To be done
Arrange the lines of the entries below as a numbered list, leaving out blank lines. Include only the lines from the one containing "of the ear." through the final line of the entries.

== Task inputs

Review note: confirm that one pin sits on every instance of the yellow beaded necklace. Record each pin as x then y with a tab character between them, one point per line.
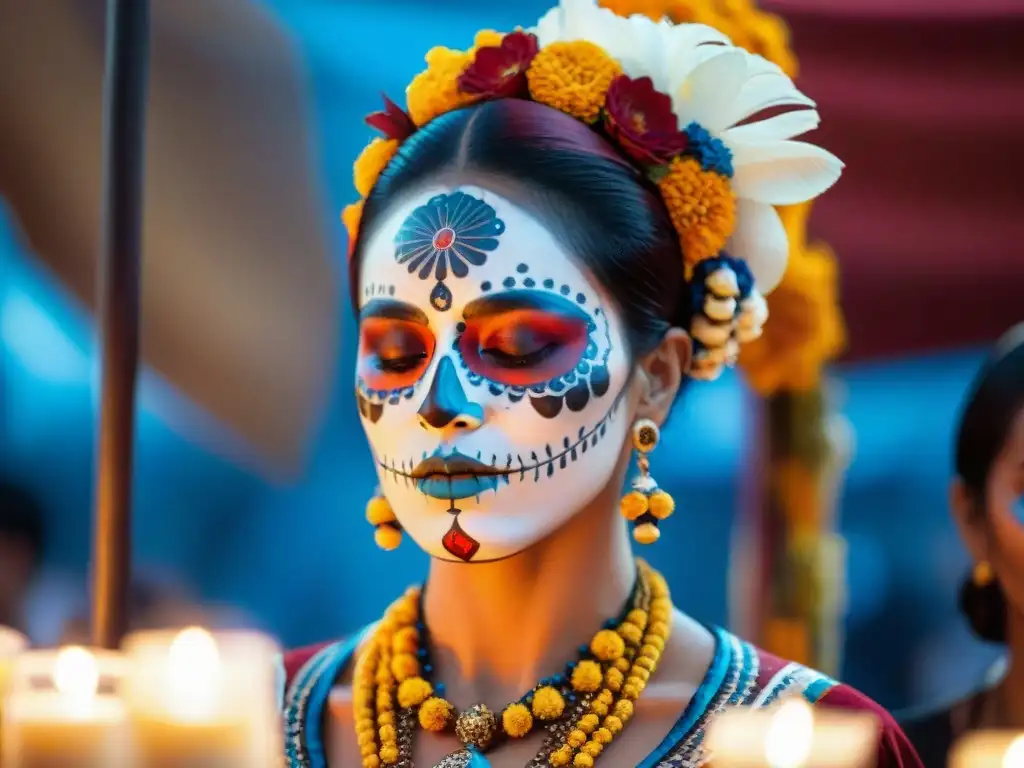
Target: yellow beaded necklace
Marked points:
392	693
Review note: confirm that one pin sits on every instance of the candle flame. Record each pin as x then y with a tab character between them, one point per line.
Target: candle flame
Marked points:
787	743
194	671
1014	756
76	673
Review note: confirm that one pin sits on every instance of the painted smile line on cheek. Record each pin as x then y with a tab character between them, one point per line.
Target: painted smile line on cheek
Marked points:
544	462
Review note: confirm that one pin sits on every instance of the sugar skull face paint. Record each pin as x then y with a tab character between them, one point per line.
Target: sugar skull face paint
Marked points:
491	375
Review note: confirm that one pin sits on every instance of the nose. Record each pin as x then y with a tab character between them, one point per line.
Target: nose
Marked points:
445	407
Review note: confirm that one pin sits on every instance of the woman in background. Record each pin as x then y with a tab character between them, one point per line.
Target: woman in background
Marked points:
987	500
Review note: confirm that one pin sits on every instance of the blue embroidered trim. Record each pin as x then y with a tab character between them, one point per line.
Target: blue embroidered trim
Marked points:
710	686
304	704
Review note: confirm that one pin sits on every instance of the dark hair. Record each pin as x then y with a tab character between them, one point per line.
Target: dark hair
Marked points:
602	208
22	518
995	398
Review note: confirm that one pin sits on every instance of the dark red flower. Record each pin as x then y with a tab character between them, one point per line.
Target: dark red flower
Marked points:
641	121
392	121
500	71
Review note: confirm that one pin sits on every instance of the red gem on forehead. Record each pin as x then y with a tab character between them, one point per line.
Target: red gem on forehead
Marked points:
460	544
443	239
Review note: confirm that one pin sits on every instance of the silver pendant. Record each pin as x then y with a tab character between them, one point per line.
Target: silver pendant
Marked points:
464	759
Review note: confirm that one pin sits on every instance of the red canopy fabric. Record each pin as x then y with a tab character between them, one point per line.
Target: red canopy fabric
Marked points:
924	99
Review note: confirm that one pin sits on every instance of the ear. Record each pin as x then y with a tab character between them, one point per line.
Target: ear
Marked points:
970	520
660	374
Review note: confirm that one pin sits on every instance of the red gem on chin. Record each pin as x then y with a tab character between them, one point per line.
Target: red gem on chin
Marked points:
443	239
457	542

====

Solved problem
1. Review note: confirm that one pin sits on every instance of the ear. Record each pin as x then y with a tab character between them, one point per line.
2. Target: ear
3. Marked points:
4. 970	520
5. 660	374
6. Review note: confirm that one pin sits on every instance of the red gem on chin. Record each pin as x then y with a tab character between them, one point per line.
7. Target: red gem on chin
8. Marked points:
9. 443	239
10. 457	542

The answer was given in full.